__WHAT IS BEING ASKED__
Print the entries exactly as given.

[Stored entries]

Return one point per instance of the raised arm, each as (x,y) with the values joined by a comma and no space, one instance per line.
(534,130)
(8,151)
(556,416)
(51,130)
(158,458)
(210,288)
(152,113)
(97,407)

__SOLUTION FOR THIS PROBLEM__
Return one point per instance of the raised arm, each as (x,y) with the values joined by a comma and no space, one instance per line.
(534,130)
(8,151)
(556,416)
(51,130)
(158,458)
(210,288)
(152,113)
(97,407)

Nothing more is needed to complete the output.